Reproduce the listing below word for word, from the first line to the last, omitting the pictures.

· · ·

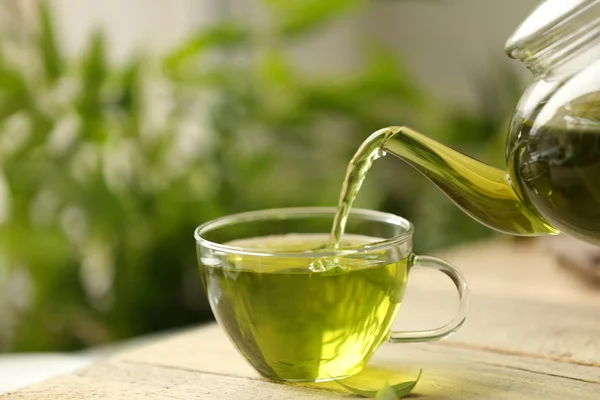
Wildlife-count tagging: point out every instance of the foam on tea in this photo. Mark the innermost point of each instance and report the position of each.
(288, 314)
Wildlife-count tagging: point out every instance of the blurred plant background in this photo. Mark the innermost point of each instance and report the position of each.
(106, 168)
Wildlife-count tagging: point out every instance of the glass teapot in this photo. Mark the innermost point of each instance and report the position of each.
(553, 149)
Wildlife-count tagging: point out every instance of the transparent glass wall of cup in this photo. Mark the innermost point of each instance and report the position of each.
(320, 314)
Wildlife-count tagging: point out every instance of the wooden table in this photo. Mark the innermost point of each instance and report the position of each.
(533, 332)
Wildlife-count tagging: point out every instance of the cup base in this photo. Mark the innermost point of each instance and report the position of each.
(306, 380)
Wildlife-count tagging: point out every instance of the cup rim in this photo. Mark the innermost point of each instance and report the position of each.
(282, 213)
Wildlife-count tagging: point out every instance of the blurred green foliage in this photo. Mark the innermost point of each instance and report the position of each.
(105, 170)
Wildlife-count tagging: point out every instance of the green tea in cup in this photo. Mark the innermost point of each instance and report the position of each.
(300, 311)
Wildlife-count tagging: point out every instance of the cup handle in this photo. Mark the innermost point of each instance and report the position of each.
(463, 303)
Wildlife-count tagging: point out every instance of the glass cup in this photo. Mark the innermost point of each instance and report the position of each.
(301, 315)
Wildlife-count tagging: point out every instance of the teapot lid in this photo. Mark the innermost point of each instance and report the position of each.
(555, 26)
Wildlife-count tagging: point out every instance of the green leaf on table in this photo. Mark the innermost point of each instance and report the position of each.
(399, 390)
(386, 393)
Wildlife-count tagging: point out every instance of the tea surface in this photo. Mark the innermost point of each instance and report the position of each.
(293, 319)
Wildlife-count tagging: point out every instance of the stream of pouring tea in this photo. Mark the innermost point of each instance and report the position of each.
(370, 150)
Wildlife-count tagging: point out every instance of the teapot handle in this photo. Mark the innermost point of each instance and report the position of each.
(463, 304)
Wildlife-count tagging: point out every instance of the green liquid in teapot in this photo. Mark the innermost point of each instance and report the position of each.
(558, 171)
(483, 192)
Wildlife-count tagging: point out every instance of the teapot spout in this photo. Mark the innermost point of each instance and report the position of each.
(483, 192)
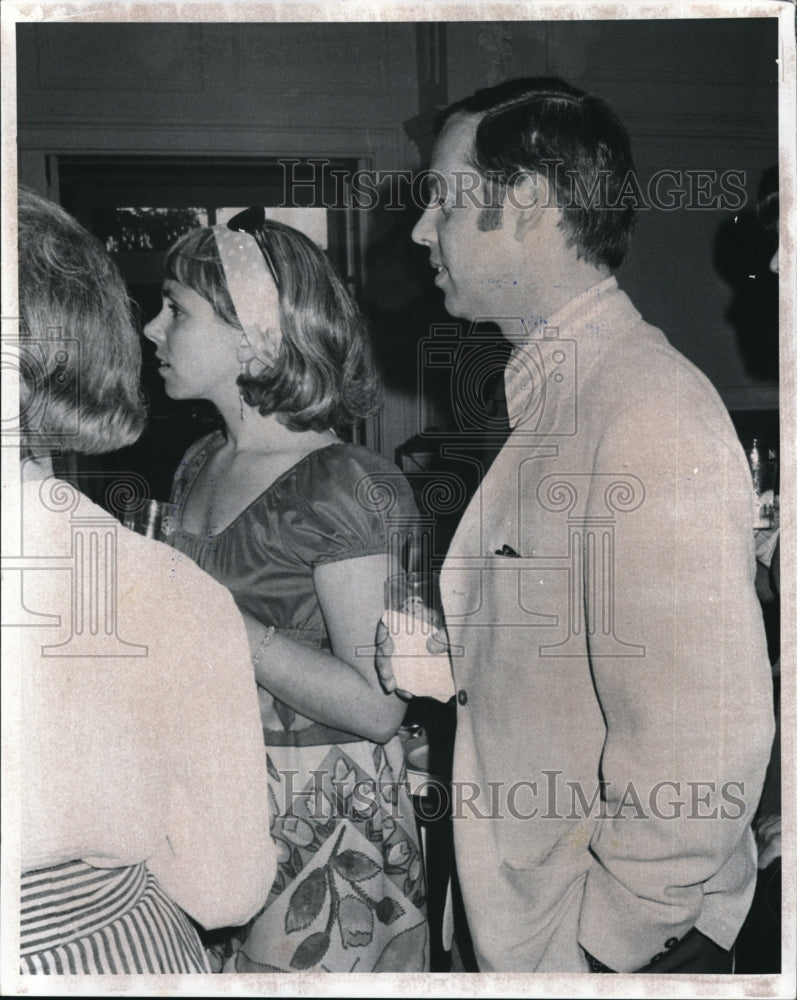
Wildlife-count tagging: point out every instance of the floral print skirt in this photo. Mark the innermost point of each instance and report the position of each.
(349, 894)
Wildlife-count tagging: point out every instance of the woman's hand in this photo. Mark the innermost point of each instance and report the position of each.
(341, 688)
(255, 632)
(412, 658)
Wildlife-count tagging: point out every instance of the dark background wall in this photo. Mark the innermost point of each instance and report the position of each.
(694, 94)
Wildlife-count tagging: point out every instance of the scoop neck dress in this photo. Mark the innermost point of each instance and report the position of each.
(349, 893)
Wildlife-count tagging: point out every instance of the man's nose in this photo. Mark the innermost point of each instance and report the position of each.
(424, 231)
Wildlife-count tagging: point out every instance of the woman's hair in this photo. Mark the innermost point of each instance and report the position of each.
(324, 376)
(543, 125)
(80, 352)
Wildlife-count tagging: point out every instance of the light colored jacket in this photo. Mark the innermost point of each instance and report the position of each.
(622, 650)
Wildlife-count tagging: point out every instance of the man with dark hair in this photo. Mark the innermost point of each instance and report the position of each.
(614, 695)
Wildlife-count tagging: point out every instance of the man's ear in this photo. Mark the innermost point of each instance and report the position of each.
(529, 197)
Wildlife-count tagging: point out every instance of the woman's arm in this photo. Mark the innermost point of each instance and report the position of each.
(340, 689)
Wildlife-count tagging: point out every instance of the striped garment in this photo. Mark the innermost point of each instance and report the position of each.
(83, 920)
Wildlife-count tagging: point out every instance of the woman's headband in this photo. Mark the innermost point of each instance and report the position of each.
(255, 297)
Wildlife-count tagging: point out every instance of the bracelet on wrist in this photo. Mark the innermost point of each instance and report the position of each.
(268, 636)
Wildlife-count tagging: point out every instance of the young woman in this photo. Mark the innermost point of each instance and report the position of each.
(299, 526)
(138, 736)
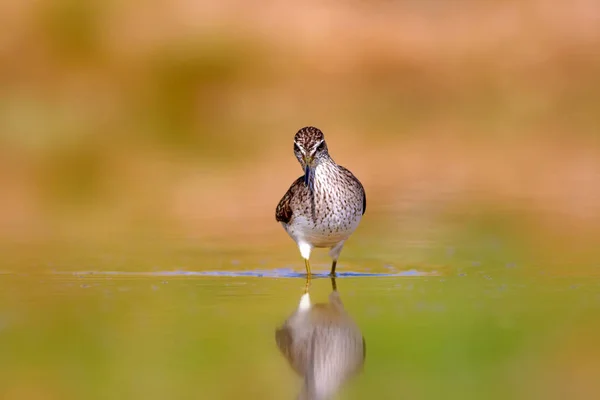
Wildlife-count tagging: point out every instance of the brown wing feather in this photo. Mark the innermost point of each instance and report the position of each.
(283, 212)
(355, 179)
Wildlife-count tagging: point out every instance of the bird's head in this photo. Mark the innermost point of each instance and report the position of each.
(310, 150)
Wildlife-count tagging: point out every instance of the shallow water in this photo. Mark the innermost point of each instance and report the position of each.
(495, 333)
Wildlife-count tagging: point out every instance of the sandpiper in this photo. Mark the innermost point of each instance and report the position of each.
(323, 344)
(322, 208)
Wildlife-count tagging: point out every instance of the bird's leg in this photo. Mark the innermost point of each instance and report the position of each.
(308, 274)
(333, 284)
(335, 254)
(332, 273)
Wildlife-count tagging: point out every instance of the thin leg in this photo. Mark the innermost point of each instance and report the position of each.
(307, 285)
(332, 273)
(308, 273)
(333, 284)
(335, 254)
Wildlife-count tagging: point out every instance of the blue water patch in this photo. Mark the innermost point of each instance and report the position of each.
(267, 273)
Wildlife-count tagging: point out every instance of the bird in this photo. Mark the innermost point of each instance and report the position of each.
(323, 345)
(322, 208)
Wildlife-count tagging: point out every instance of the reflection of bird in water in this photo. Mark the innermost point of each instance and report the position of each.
(323, 345)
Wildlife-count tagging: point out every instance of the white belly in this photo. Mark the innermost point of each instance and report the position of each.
(325, 233)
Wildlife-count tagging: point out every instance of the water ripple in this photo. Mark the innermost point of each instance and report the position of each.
(267, 273)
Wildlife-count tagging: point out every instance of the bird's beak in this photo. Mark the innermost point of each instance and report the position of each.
(309, 174)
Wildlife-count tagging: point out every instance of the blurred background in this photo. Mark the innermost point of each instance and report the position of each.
(135, 119)
(129, 129)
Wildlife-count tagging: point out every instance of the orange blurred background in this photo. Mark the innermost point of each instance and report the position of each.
(127, 119)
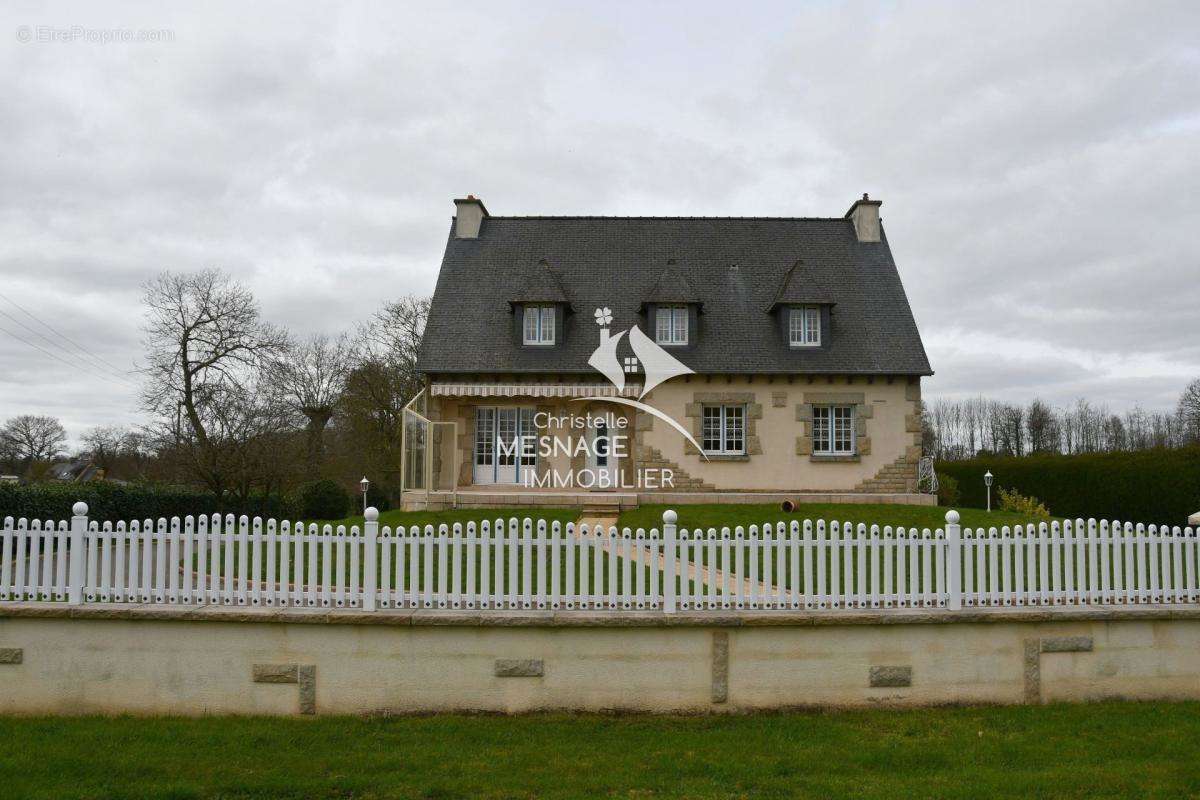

· · ·

(EXERCISE RESULT):
Wildlife-count tagging: point out every instance of the foam on tea in this photo. Mark the innermost point of each instance and report the position of each.
(288, 314)
Wildlife-count tagging: point out every instance of the blurred plant background in this photo. Mark the innermost point of each instance and report the position of each.
(106, 168)
Wildlife-count tagging: point out every instance of the glass teapot in this photo. Mark the innermost point of each instance and report the position of each.
(553, 149)
Wildlife-count tagging: point out every instance of the transparent glass wall of cup in this photo. Mark the innermost point of each instance and report the position of each.
(320, 314)
Wildlife-count tagging: point out every instance of the wooden table in this photo. Mark the innermost point of each instance and report the position of each.
(533, 332)
Wildlife-count tagging: point out every instance of the cup base in this photo. Mark the innermost point of each instance and report the position of each.
(306, 380)
Wildlife-count tagging: point out every instance of the cup rim in this photo. Mark the innermost point of each instance and report the position of each.
(282, 213)
Wildlife-count tagging: point out every instance of the blurred green foliage in this photo. Mark the innermost point of each instance and report the position of each.
(105, 170)
Wildlife-count tagging: point out every instance of the green tea in cup in this photo. Mark the innermost point of each instance and report the position of each.
(300, 311)
Wildlife-count tagging: point out every instance of the cup handle in this photo. Mark the innermost point of each instance and report the position of each.
(463, 303)
Wildlife-count tagging: point out every instance of the glass cup in this photo. Mark the innermost point of each instance and report the position of each.
(301, 315)
Wildlife-count tagging: point out every instance of the teapot lid in this photo. Mark the innermost point of each instance and report the position of each.
(555, 26)
Wildlife-count tagging: point out every instance of the green leaf on table in this photo. Mark the innermost point of each instance and report the position of each.
(399, 390)
(386, 393)
Wildlife-count tagging: point out every instance of the tea surface in this photo. Mark the innermost point of each instance and report the position of each.
(293, 319)
Wildlife-count tagging: point out every instance of the stream of pouring tea in this photo. Mark the innermost point of each instance and report the position of each.
(370, 150)
Wildlife-count tagging: point out every instance of the teapot handle in this photo. Mark the innermost point of each instance and report the position of each.
(463, 304)
Wildlife-count tagging: point out every instance of the green liquid in teapot in this photo. Mark the innermost point of each instance and report the position of each.
(558, 171)
(483, 192)
Wildlife-count tagging: point out every instance of the teapot spout in this photo. Mark the innermost point of each instance and report the position of each.
(483, 192)
Wildlife-count tagging: point out every instance of the floral print skirt in this photo. Mark the innermost point of each instance and report the position of each.
(349, 894)
Wildlife-count tagging: point out every instance of the woman's hand in this photo. Mark the innermost point of each instance and report the position of each.
(341, 688)
(255, 632)
(412, 658)
Wildlife-count tagging: point out every instance of the dark background wall in this photo. Mark the innermost point of each instance and report the position of each.
(694, 94)
Wildlife-count tagging: point out every instance of the scoop neck dress in this photo. Mark the innermost point of each instance and report the position of each.
(349, 893)
Wildlife-count tagging: point out every instance of the man's nose in this photo. Mark the innermost point of each instance and report the position of each.
(424, 231)
Wildlife-count tagging: point out every instance of the woman's hair in this photo. Mark the innermost point of each instance and report the position of each.
(324, 376)
(543, 125)
(80, 352)
Wildlife-count tagging: point out every instance of the light colored jacket in this photo. Mark the innermost point of each instance and report the position of each.
(622, 650)
Wildlife-count tagging: point out every instance of the man with dark hair in this photo. Mark the innermost point of each instance and report the position of each.
(614, 695)
Wildlife-count tagging: point out every instance of the man's ear in this photo. Mark the innermost point of each instance and report the position of each.
(529, 197)
Wildlife-count tagging: point out every instance of the woman's arm in this photo. Mark the innermost point of each instance and report the position of each.
(340, 689)
Wildlife-count tagging: point out every instance of the striped garment in this photo. Mark the innermost point of each instance and report the position of each.
(83, 920)
Wildlife-count tagging: point out every instance of the woman's headband in this photo. Mark the innermost point of each instance and report the position of each.
(255, 297)
Wildlife-count tagging: point out every instance of the bracelet on wrist in this photo. Mark the innermost point of each instance and report the position of each.
(268, 636)
Wildlife-count tagging: point out every instance of the young woman in this photo. Mark the innermost point of each instance and report the position of each.
(299, 526)
(138, 736)
Wildlife-count tagging: point out every instance of the brown wing feather in this photo. Mark the innermost point of each instance and report the position of each.
(283, 212)
(355, 179)
Wildlife-count tagging: point out every instance of the bird's head in this photo. Mark the innermost point of each instance and report the position of each.
(310, 150)
Wildlife-count tagging: point out every instance of the shallow water in this photo. Mark the innermost point of each instance and report the position of each.
(495, 333)
Wildlife-count tagging: point out every instance of the sandpiper in this photo. Mark the innermost point of each instance and report the position of each.
(323, 344)
(322, 208)
Wildlife-count tagging: point out every instance of the bird's leg in this photo. Mark the innermost point of each instance and report the position of each.
(308, 274)
(333, 284)
(335, 254)
(332, 273)
Wildlife-count tagging: point out every instance of the thin leg in this photo. Mark the innermost point of each instance and report the position of each.
(307, 285)
(332, 273)
(308, 273)
(333, 284)
(335, 254)
Wildlife-count tagging: point out every instance of the blue water patch in this photo. Mark the innermost point of each instance and report the position of each.
(267, 273)
Wildlife-count tagging: point out every instance of the bird in this photo. Mark the innermost point of each instance and report the position of each.
(323, 345)
(322, 208)
Wildlife-count tagging: point out every instance of the reflection of bird in water in this photo. Mark the innermost point of each instance and report the position of each.
(323, 345)
Wildlife-count tagging: point out every instance of the white belly in this photo. Mark the innermost point of each instance and report the position of each.
(325, 233)
Wildlife-count tagging: point out every instance of the water ripple in this photo. Mark the innermost point of each instance and report the position of each.
(267, 273)
Wildlife-count tagging: point out every instance of the bird's beak in this photo. Mark the innermost point of each instance and report the position of each.
(309, 174)
Wildlife-count tagging: point out every instance of the blurred background in this photo. Mark the innermost point of each instance and report the position of each.
(135, 119)
(129, 129)
Wildlife-count tagging: point out every instance of the orange blurred background in this photo. Mark the innermost point of each instance and report the position of each.
(127, 119)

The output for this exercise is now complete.